* YOUR INSTRUCTIONS *
Include the line containing "box: [25, 58, 91, 118]" and all lines before it, repeated exactly from the listing below, without pictures.

** Opening DATA SHOWN block **

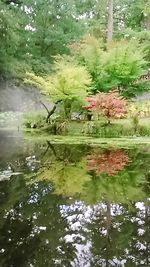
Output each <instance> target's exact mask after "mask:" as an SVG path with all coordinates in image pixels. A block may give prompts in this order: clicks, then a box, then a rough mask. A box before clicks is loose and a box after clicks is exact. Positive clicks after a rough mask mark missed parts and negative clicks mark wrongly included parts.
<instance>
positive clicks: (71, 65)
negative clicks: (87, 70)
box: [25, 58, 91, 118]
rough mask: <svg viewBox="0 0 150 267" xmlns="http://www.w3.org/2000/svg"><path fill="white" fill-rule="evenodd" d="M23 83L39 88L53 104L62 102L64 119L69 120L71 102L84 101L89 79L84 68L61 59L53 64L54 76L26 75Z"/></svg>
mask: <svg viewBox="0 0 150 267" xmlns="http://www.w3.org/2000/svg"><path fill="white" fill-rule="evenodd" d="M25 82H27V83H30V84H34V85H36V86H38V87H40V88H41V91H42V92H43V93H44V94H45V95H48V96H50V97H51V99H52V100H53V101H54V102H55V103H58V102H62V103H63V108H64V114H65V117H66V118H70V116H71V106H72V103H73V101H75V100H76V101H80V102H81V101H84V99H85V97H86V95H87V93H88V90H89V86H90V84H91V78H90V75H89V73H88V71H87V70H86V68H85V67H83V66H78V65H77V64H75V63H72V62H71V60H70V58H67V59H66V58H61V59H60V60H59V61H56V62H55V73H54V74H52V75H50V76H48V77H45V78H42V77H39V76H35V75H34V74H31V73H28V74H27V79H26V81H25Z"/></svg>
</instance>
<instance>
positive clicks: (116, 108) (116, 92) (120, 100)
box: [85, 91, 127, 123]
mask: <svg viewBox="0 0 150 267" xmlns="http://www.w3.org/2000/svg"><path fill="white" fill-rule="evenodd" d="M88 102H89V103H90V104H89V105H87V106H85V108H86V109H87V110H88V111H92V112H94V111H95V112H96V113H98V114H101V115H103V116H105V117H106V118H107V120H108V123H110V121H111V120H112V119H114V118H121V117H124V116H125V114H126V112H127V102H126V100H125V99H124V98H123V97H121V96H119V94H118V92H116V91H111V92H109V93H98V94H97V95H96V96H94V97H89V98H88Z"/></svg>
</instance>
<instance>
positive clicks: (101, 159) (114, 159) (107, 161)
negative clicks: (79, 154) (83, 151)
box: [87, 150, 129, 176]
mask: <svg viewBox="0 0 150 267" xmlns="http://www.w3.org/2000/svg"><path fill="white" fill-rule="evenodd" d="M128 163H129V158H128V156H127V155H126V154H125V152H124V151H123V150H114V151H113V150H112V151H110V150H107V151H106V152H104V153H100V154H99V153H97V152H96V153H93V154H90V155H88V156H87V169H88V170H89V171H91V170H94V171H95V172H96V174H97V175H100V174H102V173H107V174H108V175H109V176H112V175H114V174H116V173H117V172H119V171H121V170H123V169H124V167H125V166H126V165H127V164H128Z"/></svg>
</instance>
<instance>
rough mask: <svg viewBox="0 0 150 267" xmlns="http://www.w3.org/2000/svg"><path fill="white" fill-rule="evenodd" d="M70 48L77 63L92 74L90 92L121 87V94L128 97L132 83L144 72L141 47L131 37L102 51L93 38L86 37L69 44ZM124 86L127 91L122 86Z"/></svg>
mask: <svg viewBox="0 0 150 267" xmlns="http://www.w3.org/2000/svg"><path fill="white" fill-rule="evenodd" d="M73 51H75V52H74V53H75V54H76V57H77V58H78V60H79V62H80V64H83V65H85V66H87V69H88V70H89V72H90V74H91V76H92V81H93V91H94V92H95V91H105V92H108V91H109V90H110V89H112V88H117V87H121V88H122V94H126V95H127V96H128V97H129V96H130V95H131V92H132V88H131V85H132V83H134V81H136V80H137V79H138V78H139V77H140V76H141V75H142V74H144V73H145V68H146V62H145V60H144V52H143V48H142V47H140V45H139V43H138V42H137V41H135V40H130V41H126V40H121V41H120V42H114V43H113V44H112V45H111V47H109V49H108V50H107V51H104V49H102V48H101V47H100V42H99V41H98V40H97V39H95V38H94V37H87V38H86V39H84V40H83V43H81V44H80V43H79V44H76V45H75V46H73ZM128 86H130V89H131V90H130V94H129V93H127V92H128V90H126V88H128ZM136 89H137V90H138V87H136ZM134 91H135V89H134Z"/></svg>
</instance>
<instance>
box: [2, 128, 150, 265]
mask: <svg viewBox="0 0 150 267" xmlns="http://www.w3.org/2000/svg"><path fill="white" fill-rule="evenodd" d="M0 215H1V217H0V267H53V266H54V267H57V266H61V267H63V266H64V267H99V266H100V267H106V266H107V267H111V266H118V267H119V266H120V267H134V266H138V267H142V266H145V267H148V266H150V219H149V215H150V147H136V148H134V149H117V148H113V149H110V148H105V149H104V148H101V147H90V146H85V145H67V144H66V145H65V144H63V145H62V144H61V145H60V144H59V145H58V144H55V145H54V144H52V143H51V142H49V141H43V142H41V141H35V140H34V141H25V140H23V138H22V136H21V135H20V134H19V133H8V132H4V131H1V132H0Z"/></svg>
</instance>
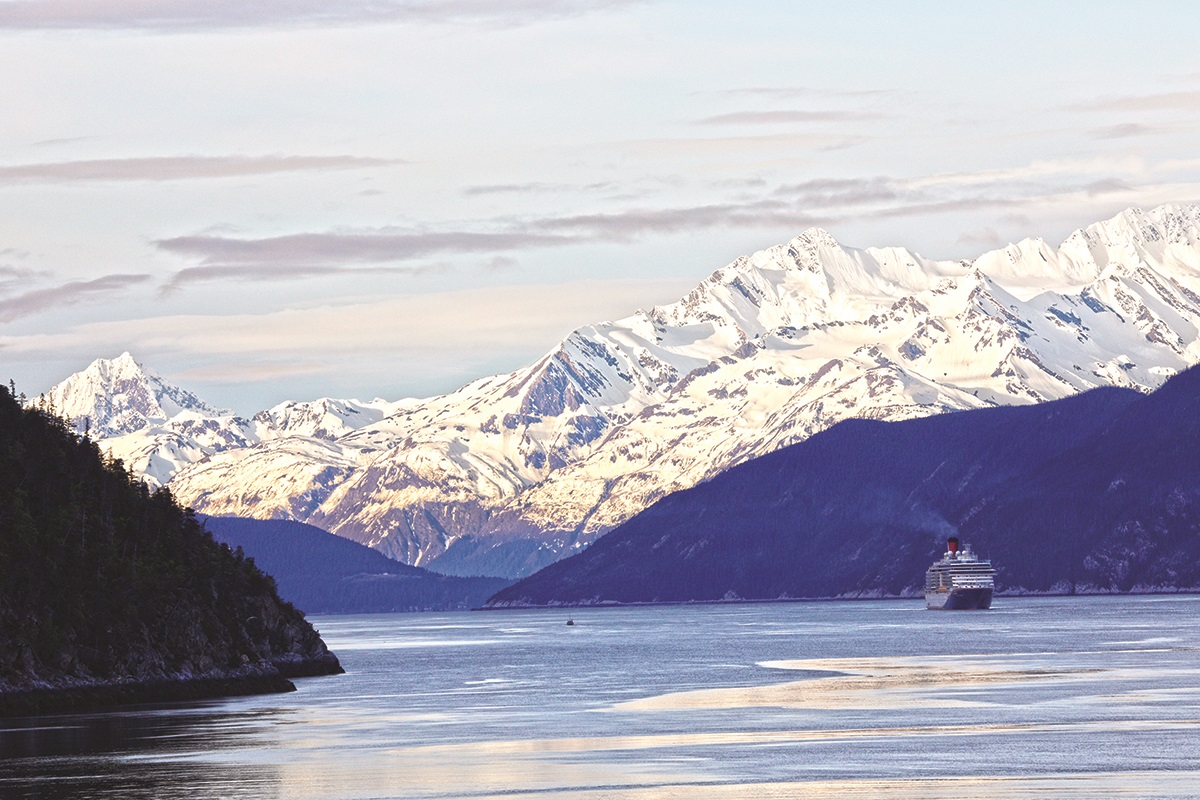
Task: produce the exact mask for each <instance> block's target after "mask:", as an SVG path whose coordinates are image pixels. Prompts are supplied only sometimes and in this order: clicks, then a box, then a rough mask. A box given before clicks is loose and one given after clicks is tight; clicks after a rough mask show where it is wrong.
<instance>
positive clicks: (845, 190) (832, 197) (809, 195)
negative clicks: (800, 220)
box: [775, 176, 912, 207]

** Closing DATA SHOWN block **

* YOUR RESPONSE *
Output each <instance> target's exact mask after "mask:" as an SVG path with all coordinates in image pixels. A block may give prompts in this order: clicks, then a box, then a rough mask. A box before clicks is loose and a box after clicks is exact. Positive clicks after a rough mask mark missed parts and negative clicks mark wrongly included parts.
<instance>
positive clicks: (71, 65)
negative clicks: (87, 70)
box: [25, 58, 91, 118]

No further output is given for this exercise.